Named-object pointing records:
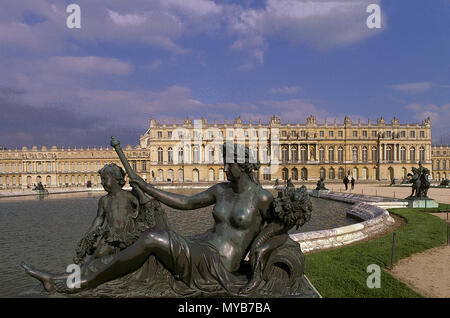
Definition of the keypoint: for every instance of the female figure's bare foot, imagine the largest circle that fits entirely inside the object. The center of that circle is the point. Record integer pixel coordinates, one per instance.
(45, 278)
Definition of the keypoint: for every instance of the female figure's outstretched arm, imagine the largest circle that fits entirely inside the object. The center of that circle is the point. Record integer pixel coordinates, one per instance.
(178, 201)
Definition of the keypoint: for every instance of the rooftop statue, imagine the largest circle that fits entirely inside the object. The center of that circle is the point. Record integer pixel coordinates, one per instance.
(249, 221)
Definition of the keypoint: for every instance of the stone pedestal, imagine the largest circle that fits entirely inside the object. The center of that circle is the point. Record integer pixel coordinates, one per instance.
(316, 193)
(422, 203)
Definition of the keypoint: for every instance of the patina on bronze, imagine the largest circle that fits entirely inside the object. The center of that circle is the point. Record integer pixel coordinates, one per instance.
(248, 221)
(420, 183)
(321, 184)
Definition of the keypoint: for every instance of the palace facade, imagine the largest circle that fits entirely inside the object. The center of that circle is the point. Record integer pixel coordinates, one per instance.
(192, 152)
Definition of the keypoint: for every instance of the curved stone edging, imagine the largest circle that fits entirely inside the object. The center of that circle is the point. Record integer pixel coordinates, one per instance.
(375, 219)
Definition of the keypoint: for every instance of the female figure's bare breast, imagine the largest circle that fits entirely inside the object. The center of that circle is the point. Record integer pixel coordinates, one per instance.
(238, 219)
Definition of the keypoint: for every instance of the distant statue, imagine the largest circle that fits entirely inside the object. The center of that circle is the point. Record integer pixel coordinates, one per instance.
(321, 184)
(420, 183)
(40, 188)
(248, 220)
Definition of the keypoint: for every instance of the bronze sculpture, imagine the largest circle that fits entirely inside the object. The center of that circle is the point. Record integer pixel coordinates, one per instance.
(321, 184)
(248, 220)
(420, 183)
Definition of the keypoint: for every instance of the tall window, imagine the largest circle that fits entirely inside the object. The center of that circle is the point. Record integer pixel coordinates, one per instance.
(303, 154)
(422, 154)
(364, 154)
(322, 173)
(331, 173)
(180, 155)
(170, 155)
(331, 154)
(160, 155)
(374, 154)
(341, 173)
(355, 154)
(412, 154)
(403, 154)
(389, 154)
(284, 154)
(340, 154)
(211, 154)
(196, 155)
(321, 154)
(294, 154)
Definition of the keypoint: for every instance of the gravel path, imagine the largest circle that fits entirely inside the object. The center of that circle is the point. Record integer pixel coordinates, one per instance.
(428, 272)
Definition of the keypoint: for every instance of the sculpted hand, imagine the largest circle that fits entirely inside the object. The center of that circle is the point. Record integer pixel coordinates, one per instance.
(137, 182)
(114, 142)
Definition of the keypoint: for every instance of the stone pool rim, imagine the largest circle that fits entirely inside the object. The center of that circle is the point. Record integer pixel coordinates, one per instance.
(371, 211)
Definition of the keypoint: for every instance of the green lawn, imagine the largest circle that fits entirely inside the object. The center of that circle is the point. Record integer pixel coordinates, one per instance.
(342, 272)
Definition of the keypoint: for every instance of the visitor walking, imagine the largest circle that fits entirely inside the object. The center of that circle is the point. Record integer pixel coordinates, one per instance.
(346, 182)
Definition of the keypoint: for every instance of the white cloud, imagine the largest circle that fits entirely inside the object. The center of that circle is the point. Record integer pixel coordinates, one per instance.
(321, 24)
(90, 64)
(285, 90)
(126, 19)
(439, 115)
(416, 87)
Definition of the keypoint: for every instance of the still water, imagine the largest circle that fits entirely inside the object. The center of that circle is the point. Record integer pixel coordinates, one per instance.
(45, 231)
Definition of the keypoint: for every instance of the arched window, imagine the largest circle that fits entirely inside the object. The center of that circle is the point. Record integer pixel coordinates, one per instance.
(303, 154)
(321, 154)
(364, 173)
(374, 154)
(180, 155)
(304, 174)
(422, 154)
(341, 154)
(331, 173)
(160, 175)
(294, 154)
(265, 156)
(412, 154)
(266, 173)
(322, 173)
(294, 174)
(195, 175)
(364, 154)
(196, 155)
(211, 154)
(354, 154)
(160, 155)
(170, 155)
(330, 154)
(285, 174)
(389, 154)
(284, 154)
(403, 154)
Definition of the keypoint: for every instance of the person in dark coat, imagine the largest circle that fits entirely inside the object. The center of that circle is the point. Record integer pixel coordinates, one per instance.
(346, 182)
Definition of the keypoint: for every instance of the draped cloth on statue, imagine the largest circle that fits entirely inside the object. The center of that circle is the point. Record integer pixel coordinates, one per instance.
(197, 268)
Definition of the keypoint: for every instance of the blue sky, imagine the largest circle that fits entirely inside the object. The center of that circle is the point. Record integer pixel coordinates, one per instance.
(171, 59)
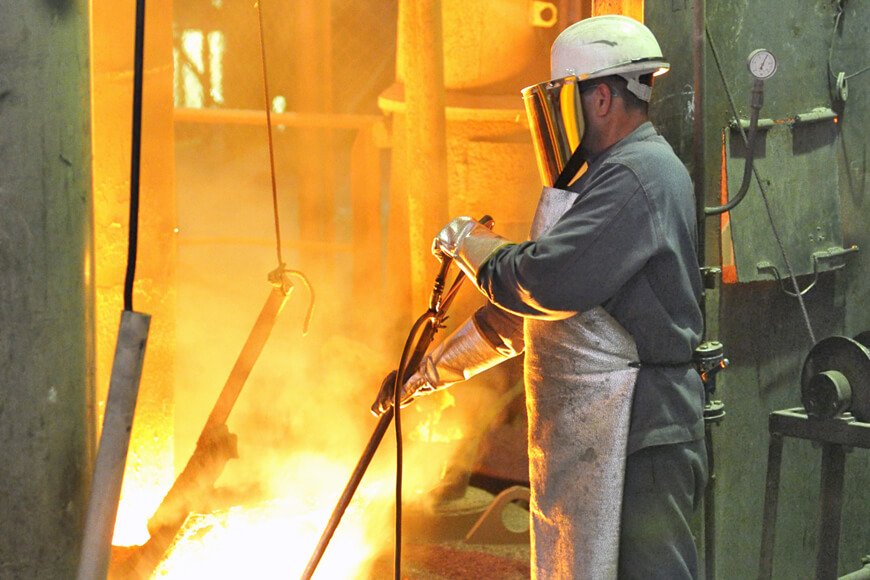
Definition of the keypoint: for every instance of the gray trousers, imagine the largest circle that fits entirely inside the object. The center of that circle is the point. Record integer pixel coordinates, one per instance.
(664, 486)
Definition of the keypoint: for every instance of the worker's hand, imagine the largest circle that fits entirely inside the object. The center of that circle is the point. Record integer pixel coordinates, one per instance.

» **Prompt**
Go through the listing above and write it all out exactly, leaving out any picture.

» **The response**
Definition of the keypoint: for every instance of the female figure's bare foot, imagine the largest circle that fits entirely inside the object. The center of that circle is the point. Record integer pixel coordinates, one per instance.
(45, 278)
Definition of the keypoint: for every instance of the female figure's outstretched arm, imagine the largest circle that fits entirely inside the object. The center of that circle is the point. Record integer pixel coordinates, one per instance.
(178, 201)
Definition of the keypoint: for every instance of the rooftop statue, imagine the largest circle that fits entirely inside the object. The center of that circle is the point. Record integer pixel coordinates, one per instance.
(249, 221)
Definition of the keypoint: for every instance of the stone pedestal, imagine the largest circle that fits entirely inside the object. The center of that circle is the point. Record integer pixel coordinates, one per instance.
(316, 193)
(422, 203)
Definition of the keypoint: for every instance of the patina on bronze, imagine the largest circle that fits entirely inside the object. The center of that circle is the point. Record integer pixel coordinates, one per instance.
(248, 221)
(420, 183)
(321, 184)
Definition of the keypoint: for every instance of the palace facade, imagine the largest circle that fits entirely inside the object. The center of that circle is the point. Record integer pixel coordinates, one per instance.
(192, 152)
Definition of the keypoint: for every instance of the curved stone edging, imagine the largest circle that fits entirely inside the object. The center of that circle is the point. Record integer pixel coordinates, one per instance.
(375, 219)
Definition of the keypoint: for every instance of the female figure's bare breast, imagine the largest circle that fits entirely inside the object. The center of that circle is the point. Record integer pixel coordinates, one per instance.
(238, 219)
Definition of the keypoint: for every instance of the distant statue, imagine the largest circle that fits entirely inside the object. The center of that circle is the point. Record integer pixel coordinates, one per instance.
(321, 184)
(420, 183)
(40, 188)
(248, 220)
Definition of the keypoint: for every instance of the bronze sculpture, imagine the largest circle that fits entirely inside the object. The center of that circle is the point. Record integer pixel coordinates, one per instance.
(321, 184)
(248, 220)
(420, 183)
Definition of the keypoint: for every instance of the tall window, imagine the largest circle that fits entirely inside the object. The center of that circle is the point. Record integer pixel coordinates, one per instance.
(303, 154)
(422, 154)
(364, 154)
(322, 173)
(331, 173)
(180, 155)
(170, 155)
(331, 154)
(160, 155)
(374, 154)
(341, 173)
(355, 154)
(412, 154)
(403, 154)
(389, 154)
(284, 154)
(340, 154)
(211, 154)
(196, 155)
(321, 154)
(294, 154)
Definition of the keypoint: for every instance of the gravel path, imagine the largest circle that fits entirely inside the object. The center of that circle is the point. Record integer pixel coordinates, one per instance.
(428, 272)
Definition of the keypoint: for every instance of the sculpted hand, imagine the largest circle that fits entirely inside the object. The center of that circle is the point. Record integer pixel coordinates, one per instance.
(137, 182)
(114, 142)
Definition of the keypoint: for every instance of the stone pool rim, imagine the largest circle that fits entirely inside the object. The center of that circle is the point. Record integer pixel coordinates, one per instance.
(371, 211)
Definition of the keypoint: for every instance of the green lawn, imagine the largest circle that fits entirely inside the object. The center of that circle is the point. Record integer pixel coordinates, one per instance.
(342, 272)
Definition of the keypoint: for every instance of the visitor walking, imagine the largest circle that fits entirely inside the object. The center of that circle is the point. Record integer pixel coordinates, one per instance.
(346, 182)
Definition of the keypoint: for every instance of the white cloud, imagine the largest circle that fits entirely inside the object. The center of that circle is the point. Record integer pixel coordinates, one per instance.
(321, 24)
(90, 64)
(285, 90)
(126, 19)
(439, 115)
(416, 87)
Definition of the keypoint: for every instance of the still water, imagine the largest circle that fits entirely inside the object. The center of that circle is the point. Record integer pixel coordinates, one per instance.
(45, 231)
Definition of the keypoint: for every instance of the arched window, imagine the largest circle that fits entirely inside the object. The center of that circle is the point. Record integer pixel coordinates, one per instance.
(303, 154)
(321, 154)
(364, 173)
(374, 154)
(180, 155)
(304, 174)
(422, 154)
(341, 154)
(331, 173)
(160, 175)
(294, 154)
(265, 156)
(412, 154)
(266, 173)
(322, 173)
(294, 174)
(195, 175)
(364, 154)
(196, 155)
(211, 154)
(354, 154)
(160, 155)
(170, 155)
(330, 154)
(285, 174)
(389, 154)
(284, 154)
(403, 154)
Definition of the keypoint: for every instance of the person in dark coat, imagine the largest circle that fits entirely inside the object. The center of that circle is the point. Record integer pixel coordinates, one per instance.
(346, 182)
Definition of the keypoint: for every instance of the draped cloth on statue, imagine the largest circle that fits entirely inside the object. The center of that circle is the point. Record integer pixel coordinates, one per instance.
(197, 268)
Definition of the keypoint: for every instance of the blue sky, imagine the largest circle that fits entirely inside the object. The center of that circle is the point. Record integer pixel coordinates, one per instance.
(171, 59)
Definition of the keypoint: for every instance of the gray trousers, imagine the largest circle that fits entirely inside the object. The center of that circle is the point. Record integer pixel coordinates, one per instance.
(664, 486)
Definition of the keypoint: for every instance of the worker's hand, imagine the largest circle that fits entirely inside the object. The center of that circle is the point. Record integer pixel coordinates, one per instance.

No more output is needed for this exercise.